= Beginning of Section =

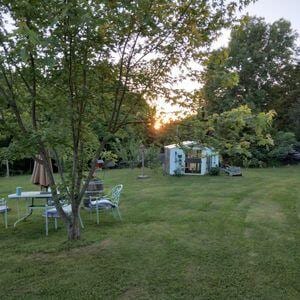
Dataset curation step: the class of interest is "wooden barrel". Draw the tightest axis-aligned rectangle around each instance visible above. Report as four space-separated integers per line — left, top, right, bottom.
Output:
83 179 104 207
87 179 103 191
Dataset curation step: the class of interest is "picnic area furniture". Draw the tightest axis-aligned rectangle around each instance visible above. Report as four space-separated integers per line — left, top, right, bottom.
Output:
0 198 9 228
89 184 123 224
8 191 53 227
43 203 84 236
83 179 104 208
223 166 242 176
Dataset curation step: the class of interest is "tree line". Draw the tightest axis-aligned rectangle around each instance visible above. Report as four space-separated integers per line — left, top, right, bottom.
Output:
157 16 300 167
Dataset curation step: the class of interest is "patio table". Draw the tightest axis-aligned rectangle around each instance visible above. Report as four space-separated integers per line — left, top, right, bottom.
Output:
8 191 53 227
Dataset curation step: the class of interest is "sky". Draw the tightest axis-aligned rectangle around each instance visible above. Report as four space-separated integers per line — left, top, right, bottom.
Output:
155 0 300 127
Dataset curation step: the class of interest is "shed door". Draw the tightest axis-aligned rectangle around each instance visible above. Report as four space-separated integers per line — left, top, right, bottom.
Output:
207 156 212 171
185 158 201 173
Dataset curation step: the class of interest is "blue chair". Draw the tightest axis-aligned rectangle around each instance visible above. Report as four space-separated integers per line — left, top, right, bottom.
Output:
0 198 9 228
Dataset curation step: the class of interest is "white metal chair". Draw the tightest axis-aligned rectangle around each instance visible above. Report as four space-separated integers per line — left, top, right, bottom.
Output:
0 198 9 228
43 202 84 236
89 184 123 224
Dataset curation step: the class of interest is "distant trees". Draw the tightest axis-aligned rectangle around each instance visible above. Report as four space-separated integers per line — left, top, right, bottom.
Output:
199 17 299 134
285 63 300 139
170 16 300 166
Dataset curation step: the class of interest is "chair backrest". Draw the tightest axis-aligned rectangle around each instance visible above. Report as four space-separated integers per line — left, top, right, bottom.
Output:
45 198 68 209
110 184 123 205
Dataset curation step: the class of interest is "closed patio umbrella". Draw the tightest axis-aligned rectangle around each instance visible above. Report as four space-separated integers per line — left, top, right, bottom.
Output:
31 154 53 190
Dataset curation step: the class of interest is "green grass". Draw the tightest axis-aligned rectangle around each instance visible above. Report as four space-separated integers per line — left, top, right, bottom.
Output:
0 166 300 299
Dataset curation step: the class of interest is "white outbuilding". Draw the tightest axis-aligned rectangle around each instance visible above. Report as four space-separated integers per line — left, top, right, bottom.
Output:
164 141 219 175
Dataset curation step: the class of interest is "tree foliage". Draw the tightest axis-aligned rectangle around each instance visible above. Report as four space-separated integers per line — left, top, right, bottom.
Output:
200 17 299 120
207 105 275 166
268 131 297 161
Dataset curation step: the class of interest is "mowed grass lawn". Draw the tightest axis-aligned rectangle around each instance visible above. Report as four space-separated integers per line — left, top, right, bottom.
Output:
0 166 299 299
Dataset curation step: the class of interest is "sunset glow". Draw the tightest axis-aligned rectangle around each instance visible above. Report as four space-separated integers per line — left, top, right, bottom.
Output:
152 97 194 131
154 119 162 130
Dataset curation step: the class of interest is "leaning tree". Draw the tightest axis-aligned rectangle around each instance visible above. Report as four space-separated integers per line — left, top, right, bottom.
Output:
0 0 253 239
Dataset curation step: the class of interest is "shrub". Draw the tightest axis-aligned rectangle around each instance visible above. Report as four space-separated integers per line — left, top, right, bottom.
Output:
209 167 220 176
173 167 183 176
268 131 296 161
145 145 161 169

= End of Section =
= Beginning of Section =

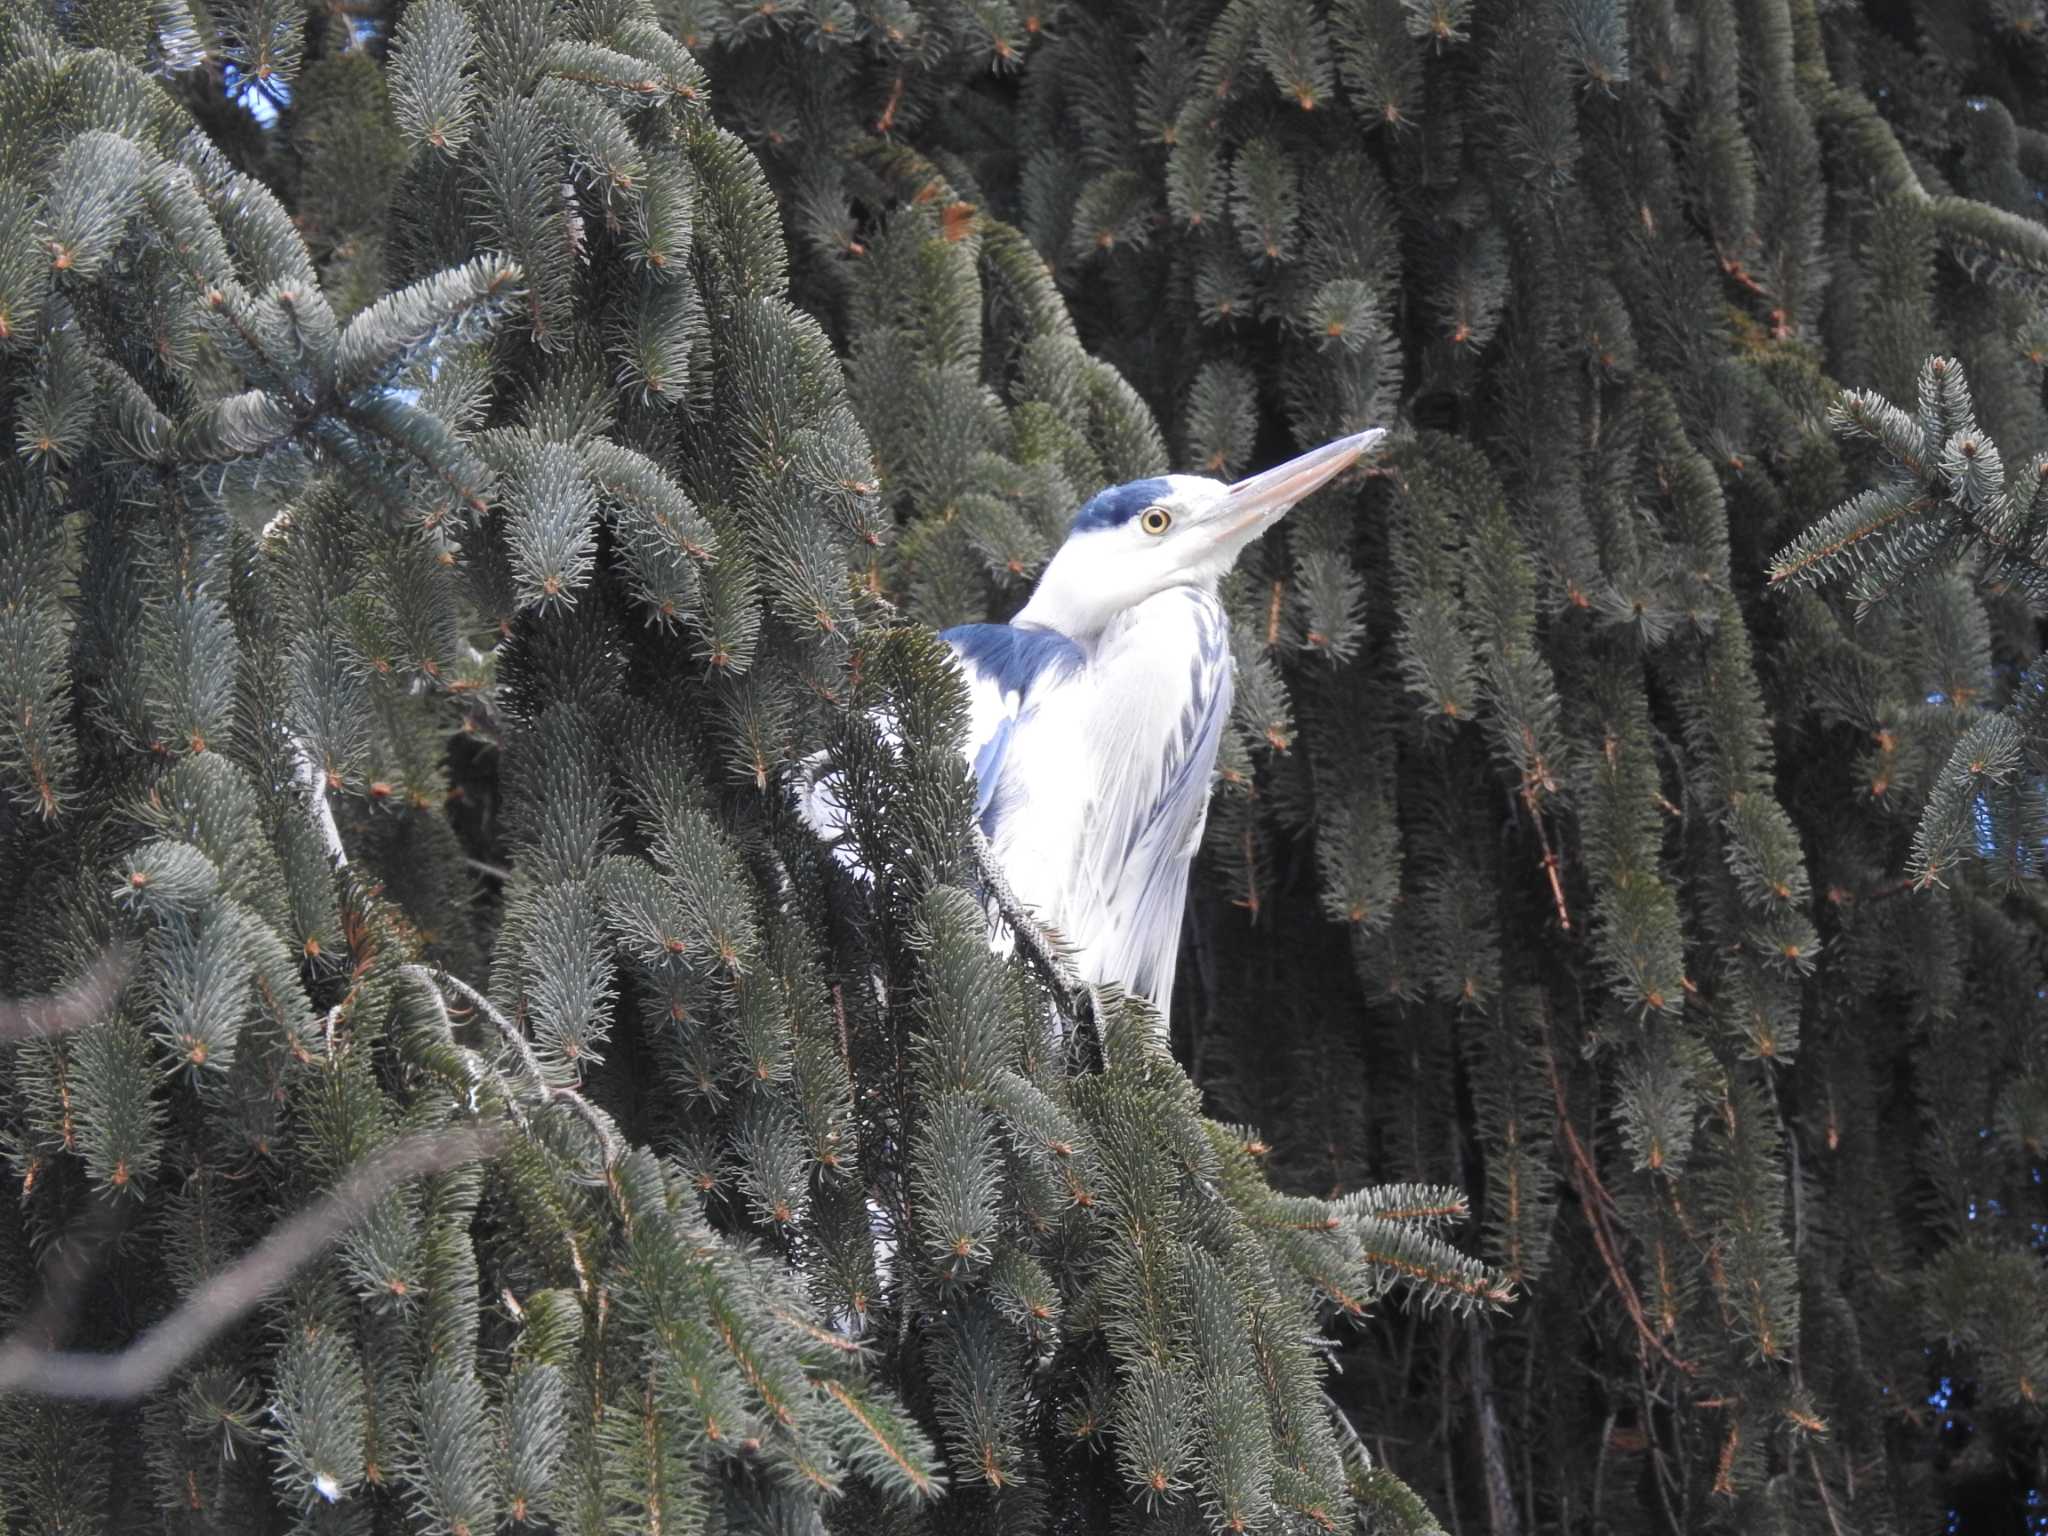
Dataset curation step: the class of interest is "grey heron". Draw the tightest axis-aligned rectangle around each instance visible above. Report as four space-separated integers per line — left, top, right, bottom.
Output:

= End of Section =
= Beginning of Section =

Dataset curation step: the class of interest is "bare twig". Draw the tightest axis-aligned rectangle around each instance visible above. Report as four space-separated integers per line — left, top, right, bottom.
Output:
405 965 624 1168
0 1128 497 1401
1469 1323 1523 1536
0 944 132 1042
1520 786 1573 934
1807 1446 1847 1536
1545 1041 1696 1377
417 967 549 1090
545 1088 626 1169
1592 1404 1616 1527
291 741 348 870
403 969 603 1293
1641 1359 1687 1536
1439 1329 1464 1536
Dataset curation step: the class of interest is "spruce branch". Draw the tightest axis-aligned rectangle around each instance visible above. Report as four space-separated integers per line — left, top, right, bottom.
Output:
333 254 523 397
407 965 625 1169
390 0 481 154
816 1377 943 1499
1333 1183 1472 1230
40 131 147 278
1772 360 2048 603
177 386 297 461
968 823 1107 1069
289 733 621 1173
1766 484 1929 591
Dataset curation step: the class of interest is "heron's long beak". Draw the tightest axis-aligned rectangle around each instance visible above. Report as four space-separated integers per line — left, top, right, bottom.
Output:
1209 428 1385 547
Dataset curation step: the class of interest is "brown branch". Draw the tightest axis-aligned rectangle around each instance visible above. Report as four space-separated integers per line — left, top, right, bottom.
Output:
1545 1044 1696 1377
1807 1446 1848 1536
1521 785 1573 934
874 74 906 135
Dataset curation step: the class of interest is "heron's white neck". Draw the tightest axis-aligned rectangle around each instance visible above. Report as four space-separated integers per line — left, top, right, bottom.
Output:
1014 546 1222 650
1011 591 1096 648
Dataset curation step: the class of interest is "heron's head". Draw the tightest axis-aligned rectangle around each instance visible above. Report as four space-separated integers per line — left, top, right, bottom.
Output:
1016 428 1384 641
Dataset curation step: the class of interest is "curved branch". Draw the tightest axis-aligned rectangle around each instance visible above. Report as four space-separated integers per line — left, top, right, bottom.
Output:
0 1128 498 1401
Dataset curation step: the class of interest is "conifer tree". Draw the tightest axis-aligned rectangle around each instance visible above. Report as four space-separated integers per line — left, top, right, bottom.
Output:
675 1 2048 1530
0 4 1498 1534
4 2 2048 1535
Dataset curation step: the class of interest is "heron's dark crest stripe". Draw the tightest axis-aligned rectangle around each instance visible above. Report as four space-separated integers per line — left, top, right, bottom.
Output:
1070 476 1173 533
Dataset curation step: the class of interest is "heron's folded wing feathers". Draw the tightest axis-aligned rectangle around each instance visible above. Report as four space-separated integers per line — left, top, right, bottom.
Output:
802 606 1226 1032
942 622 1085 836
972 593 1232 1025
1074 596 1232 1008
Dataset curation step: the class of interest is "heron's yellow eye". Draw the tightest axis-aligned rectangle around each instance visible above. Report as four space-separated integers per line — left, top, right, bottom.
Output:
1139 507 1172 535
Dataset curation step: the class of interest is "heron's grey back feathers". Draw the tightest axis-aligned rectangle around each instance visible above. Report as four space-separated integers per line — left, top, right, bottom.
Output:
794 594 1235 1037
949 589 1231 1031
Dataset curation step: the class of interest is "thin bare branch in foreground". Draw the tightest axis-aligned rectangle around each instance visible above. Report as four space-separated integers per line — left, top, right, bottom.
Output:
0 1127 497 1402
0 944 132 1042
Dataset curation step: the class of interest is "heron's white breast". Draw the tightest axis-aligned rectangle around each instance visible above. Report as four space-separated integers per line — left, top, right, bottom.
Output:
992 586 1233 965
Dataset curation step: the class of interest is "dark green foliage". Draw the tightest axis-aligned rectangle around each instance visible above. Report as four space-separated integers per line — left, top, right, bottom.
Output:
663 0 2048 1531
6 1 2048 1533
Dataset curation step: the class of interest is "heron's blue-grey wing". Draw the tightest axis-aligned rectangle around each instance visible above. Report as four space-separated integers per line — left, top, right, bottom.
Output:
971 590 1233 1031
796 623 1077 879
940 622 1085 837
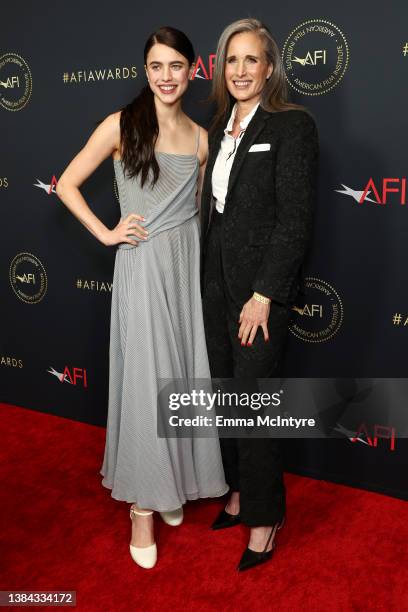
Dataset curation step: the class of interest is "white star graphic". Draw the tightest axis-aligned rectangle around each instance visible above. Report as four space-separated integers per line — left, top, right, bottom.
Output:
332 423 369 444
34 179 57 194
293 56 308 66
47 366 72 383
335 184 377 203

= End of Section =

Task statement: For each line in the data that contains the string "wing", give a copy of that line.

Exercise answer:
Dataset curation step: the class of interest is "heron's folded wing feathers". Draw the tightest axis-aligned rectangle around each instance visible above. Report as four space-separated integers per line — left, top, right, bottom.
Dataset curation step: the class of interest is "heron's blue-grey wing". Draw the tightest axis-aligned rectangle around each instance visible above. Report as four space-separated integers per line — left, top, right, bottom.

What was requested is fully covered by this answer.